━━━━━ The data ━━━━━

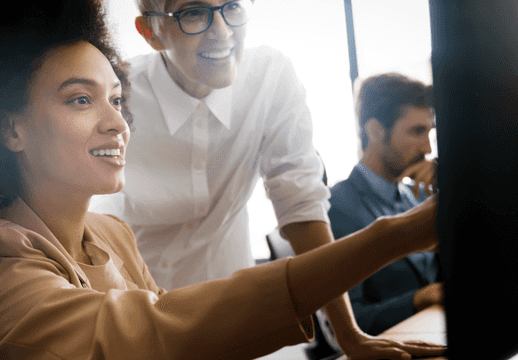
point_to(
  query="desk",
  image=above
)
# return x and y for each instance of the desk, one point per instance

━━━━━

**Your instructions:** Write out the entries above verbatim, without pictures.

**Exercise solution:**
point_to(
  query="desk",
  image=above
)
# return x and y for each instance of the desk, one point per instance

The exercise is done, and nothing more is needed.